GOAL: Convert part of the records below into a JSON list of strings, one string per line, leaving out blank lines. Begin at the line containing "of the green" and stop after the line containing "[[113, 84]]".

[START OF EXCERPTED RECORDS]

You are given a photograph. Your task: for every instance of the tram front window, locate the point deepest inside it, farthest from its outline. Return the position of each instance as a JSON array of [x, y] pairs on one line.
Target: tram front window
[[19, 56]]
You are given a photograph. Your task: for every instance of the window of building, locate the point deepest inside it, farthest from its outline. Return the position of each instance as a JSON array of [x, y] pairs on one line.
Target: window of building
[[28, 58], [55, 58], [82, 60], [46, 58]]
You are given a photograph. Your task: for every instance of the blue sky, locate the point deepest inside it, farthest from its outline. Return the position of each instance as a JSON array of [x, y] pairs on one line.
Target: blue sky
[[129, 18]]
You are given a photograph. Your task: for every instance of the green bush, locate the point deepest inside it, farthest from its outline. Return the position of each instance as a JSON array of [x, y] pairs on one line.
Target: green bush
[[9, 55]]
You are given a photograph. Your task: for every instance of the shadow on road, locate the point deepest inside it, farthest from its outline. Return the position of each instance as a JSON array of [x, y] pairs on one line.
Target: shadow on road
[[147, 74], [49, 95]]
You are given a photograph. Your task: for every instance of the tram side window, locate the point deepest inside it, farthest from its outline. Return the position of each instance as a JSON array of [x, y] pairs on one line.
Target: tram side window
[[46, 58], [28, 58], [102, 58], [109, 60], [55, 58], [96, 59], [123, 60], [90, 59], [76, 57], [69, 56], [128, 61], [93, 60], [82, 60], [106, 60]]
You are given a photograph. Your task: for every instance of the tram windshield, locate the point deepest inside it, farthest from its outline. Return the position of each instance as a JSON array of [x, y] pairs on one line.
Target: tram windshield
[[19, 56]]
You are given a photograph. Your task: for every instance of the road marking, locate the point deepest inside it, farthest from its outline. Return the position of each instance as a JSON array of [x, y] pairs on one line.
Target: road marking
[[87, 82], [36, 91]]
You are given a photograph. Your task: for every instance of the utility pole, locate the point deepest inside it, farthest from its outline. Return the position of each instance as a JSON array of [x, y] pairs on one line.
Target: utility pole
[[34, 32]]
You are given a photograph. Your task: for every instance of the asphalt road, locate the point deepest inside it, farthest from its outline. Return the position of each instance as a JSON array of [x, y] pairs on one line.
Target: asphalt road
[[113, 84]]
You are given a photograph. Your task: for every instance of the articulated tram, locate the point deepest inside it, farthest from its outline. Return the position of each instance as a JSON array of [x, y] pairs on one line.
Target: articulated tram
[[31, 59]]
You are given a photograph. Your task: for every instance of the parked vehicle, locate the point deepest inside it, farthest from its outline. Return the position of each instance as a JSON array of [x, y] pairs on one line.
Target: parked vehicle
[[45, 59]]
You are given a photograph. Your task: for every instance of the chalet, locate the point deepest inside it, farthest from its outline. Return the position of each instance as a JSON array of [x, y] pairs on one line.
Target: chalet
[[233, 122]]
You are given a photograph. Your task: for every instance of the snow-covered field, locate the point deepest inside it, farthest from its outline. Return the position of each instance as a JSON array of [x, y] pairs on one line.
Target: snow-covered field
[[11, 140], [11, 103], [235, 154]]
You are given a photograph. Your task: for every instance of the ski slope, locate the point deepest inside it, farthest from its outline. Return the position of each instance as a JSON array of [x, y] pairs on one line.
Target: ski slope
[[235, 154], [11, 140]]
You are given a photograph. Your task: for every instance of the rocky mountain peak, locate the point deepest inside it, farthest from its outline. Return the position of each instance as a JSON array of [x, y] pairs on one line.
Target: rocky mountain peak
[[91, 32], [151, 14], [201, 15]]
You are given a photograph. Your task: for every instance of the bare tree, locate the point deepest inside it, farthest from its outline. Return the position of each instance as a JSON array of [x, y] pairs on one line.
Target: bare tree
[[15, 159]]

[END OF EXCERPTED RECORDS]

OUTPUT FOR THIS TASK:
[
  "You are given a photograph. Your task: for every instance of the green bush, locate the point deepest inside it, farthest from its outline. Return the position of each instance as a JSON array of [x, y] pairs on one line.",
  "Target: green bush",
  "[[9, 55]]",
  "You are given a photograph. Your task: for every instance of the shadow on road, locate the point deepest inside it, farthest from its outline. Return the position of each instance as a JSON array of [x, y] pairs on one line.",
  "Target: shadow on road",
  "[[147, 74], [49, 95]]",
  "You are given a photograph. Your task: for every instance of the tram side window, locate the point deepest inside it, farthest from its outline. Return the position of each instance as a JSON array of [x, y] pairs on one line.",
  "Target: tram side window",
  "[[46, 58], [28, 58], [102, 58], [109, 60], [55, 58], [96, 59], [123, 60], [90, 59], [76, 57], [69, 56], [128, 61], [93, 60], [82, 60], [106, 60]]",
  "You are given a photograph. Your task: for every instance of the tram windshield, locate the point deepest inside it, farthest from its outline. Return the position of each instance as a JSON array of [x, y] pairs on one line.",
  "Target: tram windshield",
  "[[19, 56]]",
  "You are given a photograph. Your task: for every instance of the road marking, locate the point deepest inside it, farthest from its outline. Return the position of each instance as a JSON array of [x, y] pairs on one line.",
  "Target: road marking",
  "[[87, 82], [36, 91]]",
  "You are given a photograph. Your task: for every instance of the utility pole, locate the point deepest inside it, farthest from its outline. Return the position of each instance as a JSON array of [x, y] pairs on one line.",
  "Target: utility pole",
  "[[34, 32]]",
  "You are given a photograph. Your task: for every instance of the asphalt road, locate the point deepest inside it, farthest from its outline. Return the position of each instance as a JSON array of [x, y] pairs on one line.",
  "Target: asphalt road",
  "[[113, 84]]"
]